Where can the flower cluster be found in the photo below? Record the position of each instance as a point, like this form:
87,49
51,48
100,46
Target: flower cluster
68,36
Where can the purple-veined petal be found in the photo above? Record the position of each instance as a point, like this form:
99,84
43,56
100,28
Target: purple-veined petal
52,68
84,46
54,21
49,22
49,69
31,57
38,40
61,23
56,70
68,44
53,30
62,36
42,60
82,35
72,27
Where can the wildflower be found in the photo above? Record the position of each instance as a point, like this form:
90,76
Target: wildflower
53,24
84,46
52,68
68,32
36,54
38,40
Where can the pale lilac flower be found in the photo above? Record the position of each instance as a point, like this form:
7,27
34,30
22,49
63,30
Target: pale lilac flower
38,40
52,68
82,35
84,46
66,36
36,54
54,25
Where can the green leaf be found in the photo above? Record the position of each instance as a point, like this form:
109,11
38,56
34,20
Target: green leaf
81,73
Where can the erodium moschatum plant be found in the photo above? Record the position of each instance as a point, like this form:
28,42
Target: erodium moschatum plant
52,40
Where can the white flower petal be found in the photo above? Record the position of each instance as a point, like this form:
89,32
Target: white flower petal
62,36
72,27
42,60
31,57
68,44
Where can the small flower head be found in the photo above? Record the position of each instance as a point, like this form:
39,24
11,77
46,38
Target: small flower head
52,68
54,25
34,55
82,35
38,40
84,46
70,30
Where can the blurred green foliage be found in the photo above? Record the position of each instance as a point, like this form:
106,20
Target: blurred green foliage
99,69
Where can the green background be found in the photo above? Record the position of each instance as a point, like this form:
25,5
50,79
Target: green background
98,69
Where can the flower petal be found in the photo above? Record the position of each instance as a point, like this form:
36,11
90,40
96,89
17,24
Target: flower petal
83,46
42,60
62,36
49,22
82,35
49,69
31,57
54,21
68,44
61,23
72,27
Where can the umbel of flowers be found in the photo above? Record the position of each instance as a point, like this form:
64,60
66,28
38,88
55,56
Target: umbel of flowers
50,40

- **YOUR INSTRUCTIONS**:
Copy every line of the data above exactly.

- **THE COMPLETED TASK**:
Where can the flower cluster be found in the photo below? Record the position of each instance as a point, like this form:
87,49
51,48
100,46
Target: flower cluster
68,36
Where can the purple-veined petal be found in the photo above? Record the position of each instance as a point, like this form:
99,84
43,56
100,28
Target: purple-veined petal
52,68
84,46
54,21
49,22
49,69
31,57
38,40
61,23
56,70
68,44
53,30
62,36
42,60
82,35
72,27
Where can the wildflower be found in the photo above? Record the position of each instance as a point, like this form:
90,76
Target: wildflower
53,24
84,46
52,68
68,32
36,54
38,40
Where can the pale lilac flower be found in the photo above? Record the position of each instance as a point, like this form:
7,27
34,30
22,49
63,30
Target: pale lilac flower
38,40
52,68
82,35
84,46
66,36
36,54
54,25
Where can the green leaf be found in the photo above? Record the position of each instance as a point, like this form:
109,11
38,56
34,20
Target: green leaf
81,73
Where can the erodium moschatum plant be found in the photo above? Record the position of each instance as a point, like this form:
28,42
Target: erodium moschatum plant
52,40
Where can the white flower petal be found in the photo above? Record the position of each instance as a point, like this form:
89,32
Target: white flower petal
62,36
72,27
42,60
31,57
68,44
Where can the small flower head be found in the photo above? Record the position of each instance as a point, like this form:
39,24
11,77
46,38
Target: small flower head
52,68
54,25
34,55
82,35
38,40
84,46
70,30
Where can the blurred green foliage be found in the photo above? Record the position of each instance as a point, like this form:
106,20
Target: blurred green foliage
99,69
Where can the green background be found in the photo above? Record the position of each instance as a point, like this form:
25,5
50,79
Target: green background
98,69
Where can the flower petal be found in the photo above? Record the position of each instance as a point, like this form:
36,11
90,40
96,89
17,24
Target: flower petal
83,46
42,60
62,36
49,22
82,35
49,69
31,57
54,21
68,44
61,23
72,27
Where can the umbel of flowers be found in the photo above? Record the position of each instance as a point, like this form:
64,60
66,28
38,88
55,56
Target: umbel of flowers
50,40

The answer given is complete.